[Referring expression pointing data]
=== Begin Enclosure ===

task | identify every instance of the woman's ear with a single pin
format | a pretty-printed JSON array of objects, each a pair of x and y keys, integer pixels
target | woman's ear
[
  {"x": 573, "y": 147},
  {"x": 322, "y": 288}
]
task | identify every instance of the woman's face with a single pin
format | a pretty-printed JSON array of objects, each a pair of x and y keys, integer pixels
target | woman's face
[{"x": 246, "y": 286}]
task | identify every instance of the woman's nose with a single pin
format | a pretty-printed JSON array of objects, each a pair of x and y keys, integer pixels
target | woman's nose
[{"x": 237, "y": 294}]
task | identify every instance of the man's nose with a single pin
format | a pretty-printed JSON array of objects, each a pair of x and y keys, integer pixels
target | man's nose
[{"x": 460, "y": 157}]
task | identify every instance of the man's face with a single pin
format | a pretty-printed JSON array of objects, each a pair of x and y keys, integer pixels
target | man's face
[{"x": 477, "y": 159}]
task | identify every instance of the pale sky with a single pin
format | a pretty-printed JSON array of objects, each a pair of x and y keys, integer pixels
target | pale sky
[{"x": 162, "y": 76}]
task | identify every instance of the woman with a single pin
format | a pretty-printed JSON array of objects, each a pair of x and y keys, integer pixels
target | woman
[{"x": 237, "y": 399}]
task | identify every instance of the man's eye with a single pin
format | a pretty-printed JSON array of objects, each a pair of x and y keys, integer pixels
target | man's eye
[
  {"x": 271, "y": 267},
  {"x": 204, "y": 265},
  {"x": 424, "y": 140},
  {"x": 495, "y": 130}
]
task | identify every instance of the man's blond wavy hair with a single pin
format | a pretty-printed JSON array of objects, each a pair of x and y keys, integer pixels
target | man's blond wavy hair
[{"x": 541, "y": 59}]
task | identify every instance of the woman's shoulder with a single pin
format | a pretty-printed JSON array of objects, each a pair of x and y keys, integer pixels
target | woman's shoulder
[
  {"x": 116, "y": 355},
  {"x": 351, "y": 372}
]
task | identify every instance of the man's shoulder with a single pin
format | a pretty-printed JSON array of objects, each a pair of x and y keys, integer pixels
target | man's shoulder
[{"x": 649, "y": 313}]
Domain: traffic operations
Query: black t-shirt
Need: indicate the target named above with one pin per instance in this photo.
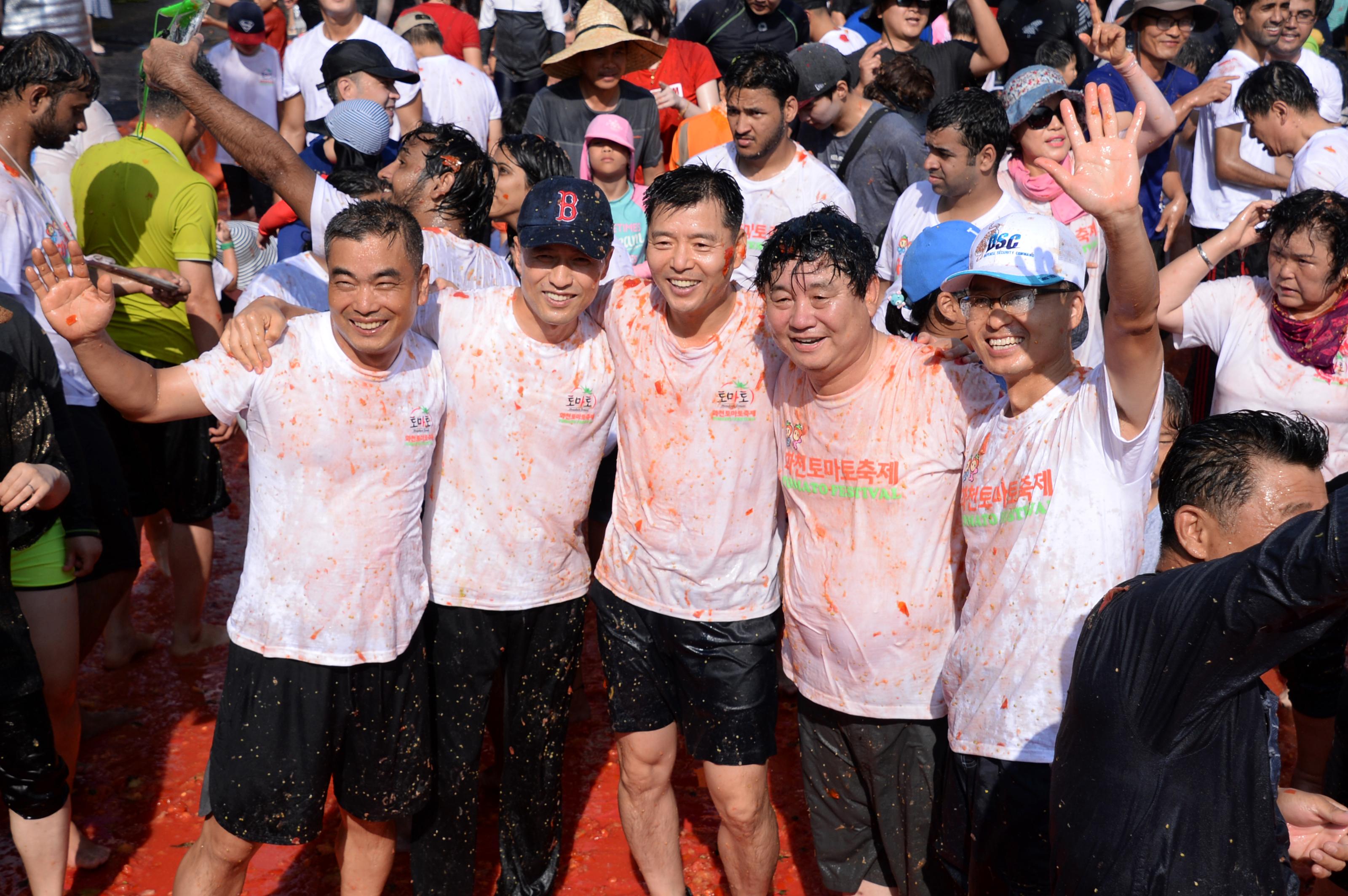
(728, 29)
(948, 64)
(1166, 760)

=== End Enclosure ===

[Exercise requirements]
Search the entries above for the string "identify". Copy each line in which it appears.

[Written response]
task | identify every instance of the woman's ear with a single pin
task | identify every instance of the woman's face with a single pin
task | identify every instance of the woman's nose with a single pin
task | identify every instance of the man's nose with a single pin
task | identify every instance of the man's face with a single pin
task | identify every instance of the pale sky with a single pin
task | identify every instance of the woman with a single pin
task | identify every instance of the man's eye with a single pin
task | identify every instance of the man's blond wavy hair with a single pin
task | identify every instance of the woman's shoulder with a single pin
task | identify every instance of the man's shoulder with a single pin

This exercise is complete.